# Symbole erstellen



## Jackster (15. August 2004)

Hallo.

Weiß jemand von euch wie man qualitativ hochwertige Symbole erstellt? (vorallem mit welchem Programm?)

Würd sowas in der Art suchen:
Link 


Gebraucht wird das ganze für ne Navigation einer Website.



MfG Jackster


----------



## Clubkatze (15. August 2004)

Also generell kannst du sowas mit Photoshop oder Illustrator oder ähnlichem erstellen. Was sich auch anbieten würde ist dies hier: http://www.axialis.com/


----------



## Jackster (15. August 2004)

Weißt du wie das geht?

Mich würde vorallem interessieren wie man so "glatte" Grafiken erstellen kann.


----------



## Jackster (17. August 2004)

Weiß niemand wie das geht?

Ist dringend.


----------



## Neurodeamon (17. August 2004)

Symbole / Iconen (Icons) werden in 99% der Fälle mit einem Vektorprogramm erstellt (z. B. Illustrator, CorelDraw, Freehand, etc.) und erst anschließend in andere Formate konvertiert.

▬▬▬

→ GESTELLTE AUFGABE 1
Kopiere aus dem Forenthread über das Erstellen von Symbolen den Abschnitt, der bei den Worten „# Symbole erstellen“ beginnt und nach „mit welchem Programm?)“ aufhört.
→ GESTELLTE AUFGABE 2
Greif den Forenthread über das Erstellen von Symbolen nach seinem letzten Satz auf und schreib ihn weiter.
Die Zeilen sind hierfür ohne Bedeutung.

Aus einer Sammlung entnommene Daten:
▬▬▬

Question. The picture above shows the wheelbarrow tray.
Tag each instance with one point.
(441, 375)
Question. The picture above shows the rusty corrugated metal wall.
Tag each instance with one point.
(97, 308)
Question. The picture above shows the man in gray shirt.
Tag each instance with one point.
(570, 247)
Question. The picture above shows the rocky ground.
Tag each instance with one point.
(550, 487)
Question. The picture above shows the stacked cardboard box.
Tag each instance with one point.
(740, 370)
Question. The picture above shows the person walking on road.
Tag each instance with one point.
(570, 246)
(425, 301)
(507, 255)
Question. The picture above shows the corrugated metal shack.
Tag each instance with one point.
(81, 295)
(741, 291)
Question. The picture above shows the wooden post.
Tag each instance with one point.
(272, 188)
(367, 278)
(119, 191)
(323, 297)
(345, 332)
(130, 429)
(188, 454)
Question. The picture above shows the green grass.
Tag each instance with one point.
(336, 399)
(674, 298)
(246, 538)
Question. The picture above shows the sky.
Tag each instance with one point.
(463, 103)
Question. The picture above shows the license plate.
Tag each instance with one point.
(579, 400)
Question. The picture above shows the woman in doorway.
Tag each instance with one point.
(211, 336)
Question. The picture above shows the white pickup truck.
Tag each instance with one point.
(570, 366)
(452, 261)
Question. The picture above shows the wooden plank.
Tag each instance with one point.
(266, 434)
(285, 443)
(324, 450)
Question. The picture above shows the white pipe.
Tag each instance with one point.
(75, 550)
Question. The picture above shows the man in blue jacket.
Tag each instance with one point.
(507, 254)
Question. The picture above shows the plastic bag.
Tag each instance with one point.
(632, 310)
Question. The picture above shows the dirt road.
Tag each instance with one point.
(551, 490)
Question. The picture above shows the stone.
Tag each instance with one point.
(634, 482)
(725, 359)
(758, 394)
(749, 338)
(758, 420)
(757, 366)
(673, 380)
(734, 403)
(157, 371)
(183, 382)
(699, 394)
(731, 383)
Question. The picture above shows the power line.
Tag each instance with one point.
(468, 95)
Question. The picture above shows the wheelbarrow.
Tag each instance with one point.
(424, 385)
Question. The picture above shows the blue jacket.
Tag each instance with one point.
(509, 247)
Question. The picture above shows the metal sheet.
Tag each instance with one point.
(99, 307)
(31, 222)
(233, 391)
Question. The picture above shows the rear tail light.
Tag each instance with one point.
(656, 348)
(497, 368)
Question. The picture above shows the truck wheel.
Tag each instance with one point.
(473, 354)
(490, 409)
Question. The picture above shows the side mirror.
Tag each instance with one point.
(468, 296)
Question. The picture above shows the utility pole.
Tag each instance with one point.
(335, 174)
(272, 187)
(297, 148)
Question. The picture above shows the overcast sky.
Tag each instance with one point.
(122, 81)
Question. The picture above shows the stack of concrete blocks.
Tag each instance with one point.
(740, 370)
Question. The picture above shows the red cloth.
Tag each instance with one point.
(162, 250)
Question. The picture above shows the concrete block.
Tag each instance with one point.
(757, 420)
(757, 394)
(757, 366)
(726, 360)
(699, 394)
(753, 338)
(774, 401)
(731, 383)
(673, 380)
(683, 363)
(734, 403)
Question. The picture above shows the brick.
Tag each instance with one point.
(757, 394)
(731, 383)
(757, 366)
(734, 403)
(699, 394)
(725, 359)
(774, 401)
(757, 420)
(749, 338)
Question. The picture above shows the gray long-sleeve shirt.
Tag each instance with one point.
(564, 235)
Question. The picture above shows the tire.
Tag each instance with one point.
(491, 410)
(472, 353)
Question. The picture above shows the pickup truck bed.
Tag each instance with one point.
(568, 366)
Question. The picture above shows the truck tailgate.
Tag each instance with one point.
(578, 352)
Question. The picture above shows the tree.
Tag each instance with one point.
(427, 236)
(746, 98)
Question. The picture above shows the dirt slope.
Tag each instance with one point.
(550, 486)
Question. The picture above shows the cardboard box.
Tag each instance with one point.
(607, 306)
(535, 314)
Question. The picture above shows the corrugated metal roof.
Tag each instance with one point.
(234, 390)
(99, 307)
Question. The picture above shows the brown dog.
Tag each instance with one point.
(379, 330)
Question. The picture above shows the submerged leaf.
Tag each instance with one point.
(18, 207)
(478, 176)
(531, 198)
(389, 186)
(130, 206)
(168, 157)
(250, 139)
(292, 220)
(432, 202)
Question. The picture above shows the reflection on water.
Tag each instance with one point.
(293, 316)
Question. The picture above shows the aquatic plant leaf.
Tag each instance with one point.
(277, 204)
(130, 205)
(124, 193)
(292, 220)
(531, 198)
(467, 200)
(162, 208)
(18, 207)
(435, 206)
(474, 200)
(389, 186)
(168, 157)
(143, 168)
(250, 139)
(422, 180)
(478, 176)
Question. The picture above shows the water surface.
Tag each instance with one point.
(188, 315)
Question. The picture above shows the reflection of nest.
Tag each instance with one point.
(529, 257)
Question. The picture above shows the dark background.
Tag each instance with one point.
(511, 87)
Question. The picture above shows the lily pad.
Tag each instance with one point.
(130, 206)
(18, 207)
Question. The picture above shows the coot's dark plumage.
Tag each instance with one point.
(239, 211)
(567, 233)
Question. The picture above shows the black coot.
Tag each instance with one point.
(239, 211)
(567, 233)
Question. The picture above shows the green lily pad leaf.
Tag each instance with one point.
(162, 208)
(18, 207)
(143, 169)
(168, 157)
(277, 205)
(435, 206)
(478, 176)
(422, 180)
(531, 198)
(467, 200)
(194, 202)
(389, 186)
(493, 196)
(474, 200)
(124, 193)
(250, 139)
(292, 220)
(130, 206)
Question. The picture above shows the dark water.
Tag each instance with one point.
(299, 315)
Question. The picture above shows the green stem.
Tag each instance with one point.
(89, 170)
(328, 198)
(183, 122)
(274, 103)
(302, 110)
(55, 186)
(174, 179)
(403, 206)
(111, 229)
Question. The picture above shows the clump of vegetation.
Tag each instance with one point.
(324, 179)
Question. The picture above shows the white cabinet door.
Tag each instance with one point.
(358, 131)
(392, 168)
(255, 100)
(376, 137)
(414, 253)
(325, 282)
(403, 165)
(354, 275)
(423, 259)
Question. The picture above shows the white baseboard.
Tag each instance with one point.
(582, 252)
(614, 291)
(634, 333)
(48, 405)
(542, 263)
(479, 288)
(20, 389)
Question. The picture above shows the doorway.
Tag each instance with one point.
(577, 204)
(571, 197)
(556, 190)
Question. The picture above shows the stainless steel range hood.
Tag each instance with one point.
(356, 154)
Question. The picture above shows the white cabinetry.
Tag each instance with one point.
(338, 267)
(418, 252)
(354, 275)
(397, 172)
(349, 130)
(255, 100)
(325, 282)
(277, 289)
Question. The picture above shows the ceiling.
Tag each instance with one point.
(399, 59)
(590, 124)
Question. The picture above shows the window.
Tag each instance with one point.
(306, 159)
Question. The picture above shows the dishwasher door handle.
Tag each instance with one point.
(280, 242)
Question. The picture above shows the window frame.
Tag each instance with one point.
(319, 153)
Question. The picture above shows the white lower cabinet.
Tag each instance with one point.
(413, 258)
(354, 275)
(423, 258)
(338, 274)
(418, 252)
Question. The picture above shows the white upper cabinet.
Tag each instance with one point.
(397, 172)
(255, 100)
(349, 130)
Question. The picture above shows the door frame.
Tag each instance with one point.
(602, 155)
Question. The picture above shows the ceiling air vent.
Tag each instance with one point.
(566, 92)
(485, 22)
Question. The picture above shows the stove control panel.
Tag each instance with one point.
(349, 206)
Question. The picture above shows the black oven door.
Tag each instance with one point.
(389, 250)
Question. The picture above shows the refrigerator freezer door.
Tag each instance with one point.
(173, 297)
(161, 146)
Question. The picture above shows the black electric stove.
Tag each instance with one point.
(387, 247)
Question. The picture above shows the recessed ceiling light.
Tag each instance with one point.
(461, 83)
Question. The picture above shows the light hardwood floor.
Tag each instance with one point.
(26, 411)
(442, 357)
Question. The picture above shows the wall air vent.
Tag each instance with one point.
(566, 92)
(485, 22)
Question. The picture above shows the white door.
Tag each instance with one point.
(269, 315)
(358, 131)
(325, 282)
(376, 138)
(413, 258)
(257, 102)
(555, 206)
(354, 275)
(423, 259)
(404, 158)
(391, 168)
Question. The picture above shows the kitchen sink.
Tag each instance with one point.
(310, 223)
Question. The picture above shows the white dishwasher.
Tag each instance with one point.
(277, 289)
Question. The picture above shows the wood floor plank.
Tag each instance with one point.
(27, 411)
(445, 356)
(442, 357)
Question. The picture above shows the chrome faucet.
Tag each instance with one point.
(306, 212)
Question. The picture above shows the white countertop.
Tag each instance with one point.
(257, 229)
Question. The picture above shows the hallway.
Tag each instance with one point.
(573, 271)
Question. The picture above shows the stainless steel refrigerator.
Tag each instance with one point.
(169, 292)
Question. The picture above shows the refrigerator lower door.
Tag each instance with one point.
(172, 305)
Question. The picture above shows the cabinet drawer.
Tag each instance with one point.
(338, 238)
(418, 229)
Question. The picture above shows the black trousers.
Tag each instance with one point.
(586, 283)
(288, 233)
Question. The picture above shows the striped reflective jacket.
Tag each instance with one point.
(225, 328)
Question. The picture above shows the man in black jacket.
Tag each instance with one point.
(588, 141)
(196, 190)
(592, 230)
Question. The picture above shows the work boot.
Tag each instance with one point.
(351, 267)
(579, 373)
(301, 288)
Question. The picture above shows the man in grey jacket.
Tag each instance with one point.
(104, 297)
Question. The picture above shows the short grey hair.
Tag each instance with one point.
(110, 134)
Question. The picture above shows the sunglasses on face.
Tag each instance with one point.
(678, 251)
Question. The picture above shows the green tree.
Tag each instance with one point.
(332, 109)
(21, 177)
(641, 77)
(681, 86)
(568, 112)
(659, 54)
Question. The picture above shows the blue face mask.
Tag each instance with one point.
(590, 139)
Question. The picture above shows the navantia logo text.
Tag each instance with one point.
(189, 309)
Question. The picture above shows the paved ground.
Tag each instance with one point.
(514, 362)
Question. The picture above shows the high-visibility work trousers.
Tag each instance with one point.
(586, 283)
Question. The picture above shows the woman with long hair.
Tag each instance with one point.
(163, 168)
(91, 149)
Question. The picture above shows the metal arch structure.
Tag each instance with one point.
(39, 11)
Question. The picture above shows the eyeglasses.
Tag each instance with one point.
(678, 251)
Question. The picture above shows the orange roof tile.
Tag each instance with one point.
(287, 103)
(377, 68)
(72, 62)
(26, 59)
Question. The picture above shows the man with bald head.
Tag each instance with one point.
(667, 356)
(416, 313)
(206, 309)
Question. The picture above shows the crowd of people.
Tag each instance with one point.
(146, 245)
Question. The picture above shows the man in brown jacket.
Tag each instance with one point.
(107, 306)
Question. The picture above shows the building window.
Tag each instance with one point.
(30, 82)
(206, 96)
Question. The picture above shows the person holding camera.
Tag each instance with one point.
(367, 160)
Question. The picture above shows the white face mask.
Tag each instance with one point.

▬▬▬

→ ANTWORT ZUR AUFGABE 1
# Symbole erstellen



## Jackster (15. August 2004)

Hallo.

Weiß jemand von euch wie man qualitativ hochwertige Symbole erstellt? (vorallem mit welchem Programm?)

→ ANTWORT ZUR AUFGABE 2
Auf die Schnelle wird Dir niemand helfen können - zumindest nicht erklären wie man das macht, denn hier braucht man Erfahrung. Wenn Du Glück hast, ist jemand bereit das für Dich zu erledigen (ob mit oder ohne Bezahlung hängt vom Spaß- und Freizeitfaktor der Person ab  )

Naja, für Anfänger tun es die Wing-/Webdings(2) von Micro$oft auch


----------



## greynox (18. August 2004)

Seit gerüßt Leute,
hier hab ich vieleicht was dir weiter hilft ein "Tutorial",  es kommt dem schon nahe was du suchts also: Look at this. 

Hochachtungsvoll
greynox


----------



## Jackster (18. August 2004)

danke greynox 

@Neurodeamon: danke für den Tipp,is schonmal ein anfang,weil ich hab nicht gewusst welches Progg sich am besten dafür eignet.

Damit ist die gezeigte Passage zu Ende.